Goal of the exercise: Copy out, in full, each line of the records below that contains the string "ceramic". Matches must have the same case.

## Begin

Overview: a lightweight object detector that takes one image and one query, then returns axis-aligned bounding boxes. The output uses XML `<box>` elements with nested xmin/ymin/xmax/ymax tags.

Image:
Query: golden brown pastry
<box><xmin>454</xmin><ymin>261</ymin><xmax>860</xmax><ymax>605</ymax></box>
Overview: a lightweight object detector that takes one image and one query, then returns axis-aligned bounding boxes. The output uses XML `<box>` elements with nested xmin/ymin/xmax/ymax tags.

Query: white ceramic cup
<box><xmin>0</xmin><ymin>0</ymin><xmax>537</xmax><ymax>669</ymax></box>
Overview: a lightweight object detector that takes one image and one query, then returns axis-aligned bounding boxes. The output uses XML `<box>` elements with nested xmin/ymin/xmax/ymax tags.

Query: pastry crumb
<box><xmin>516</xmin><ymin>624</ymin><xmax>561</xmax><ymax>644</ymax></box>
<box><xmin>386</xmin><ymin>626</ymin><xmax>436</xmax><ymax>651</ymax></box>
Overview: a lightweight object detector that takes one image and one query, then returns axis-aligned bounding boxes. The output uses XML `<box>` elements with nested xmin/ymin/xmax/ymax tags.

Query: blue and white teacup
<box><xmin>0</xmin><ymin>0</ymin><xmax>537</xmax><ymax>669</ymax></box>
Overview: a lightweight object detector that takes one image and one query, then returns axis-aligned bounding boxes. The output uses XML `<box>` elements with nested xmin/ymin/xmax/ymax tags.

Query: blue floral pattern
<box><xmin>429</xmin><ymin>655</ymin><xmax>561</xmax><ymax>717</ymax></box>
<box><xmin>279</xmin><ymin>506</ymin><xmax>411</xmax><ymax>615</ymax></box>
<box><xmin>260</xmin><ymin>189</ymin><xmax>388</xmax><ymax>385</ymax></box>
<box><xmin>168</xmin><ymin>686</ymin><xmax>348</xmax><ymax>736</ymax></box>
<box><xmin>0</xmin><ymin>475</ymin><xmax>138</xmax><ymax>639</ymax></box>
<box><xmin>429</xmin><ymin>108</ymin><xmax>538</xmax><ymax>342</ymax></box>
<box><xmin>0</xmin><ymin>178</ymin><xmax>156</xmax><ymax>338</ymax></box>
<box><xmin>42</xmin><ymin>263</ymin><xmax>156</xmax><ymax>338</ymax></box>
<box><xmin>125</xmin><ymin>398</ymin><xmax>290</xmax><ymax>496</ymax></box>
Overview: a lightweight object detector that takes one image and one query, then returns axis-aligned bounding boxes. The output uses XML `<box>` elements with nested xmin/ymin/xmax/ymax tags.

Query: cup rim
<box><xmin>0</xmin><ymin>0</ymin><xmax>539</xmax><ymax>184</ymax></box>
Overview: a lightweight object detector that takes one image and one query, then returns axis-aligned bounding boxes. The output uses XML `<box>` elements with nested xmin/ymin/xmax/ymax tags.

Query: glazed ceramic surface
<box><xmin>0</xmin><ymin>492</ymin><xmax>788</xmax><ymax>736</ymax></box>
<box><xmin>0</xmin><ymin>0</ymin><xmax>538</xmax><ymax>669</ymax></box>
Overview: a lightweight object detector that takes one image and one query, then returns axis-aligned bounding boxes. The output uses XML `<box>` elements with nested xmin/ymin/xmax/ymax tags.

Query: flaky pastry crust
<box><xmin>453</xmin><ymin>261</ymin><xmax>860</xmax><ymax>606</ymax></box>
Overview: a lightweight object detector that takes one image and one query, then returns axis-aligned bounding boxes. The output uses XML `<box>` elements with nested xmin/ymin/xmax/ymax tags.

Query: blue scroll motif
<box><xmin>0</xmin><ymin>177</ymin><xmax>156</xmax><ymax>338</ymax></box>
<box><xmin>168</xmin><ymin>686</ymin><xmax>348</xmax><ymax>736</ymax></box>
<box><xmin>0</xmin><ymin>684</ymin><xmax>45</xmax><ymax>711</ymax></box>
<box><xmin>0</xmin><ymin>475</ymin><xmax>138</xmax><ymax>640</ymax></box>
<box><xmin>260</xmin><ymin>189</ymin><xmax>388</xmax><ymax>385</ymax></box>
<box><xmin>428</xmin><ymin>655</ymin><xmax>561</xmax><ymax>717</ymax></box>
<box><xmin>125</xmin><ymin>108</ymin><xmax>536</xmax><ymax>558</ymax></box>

## End

Correct response:
Query: white ceramic cup
Query: glazed ceramic surface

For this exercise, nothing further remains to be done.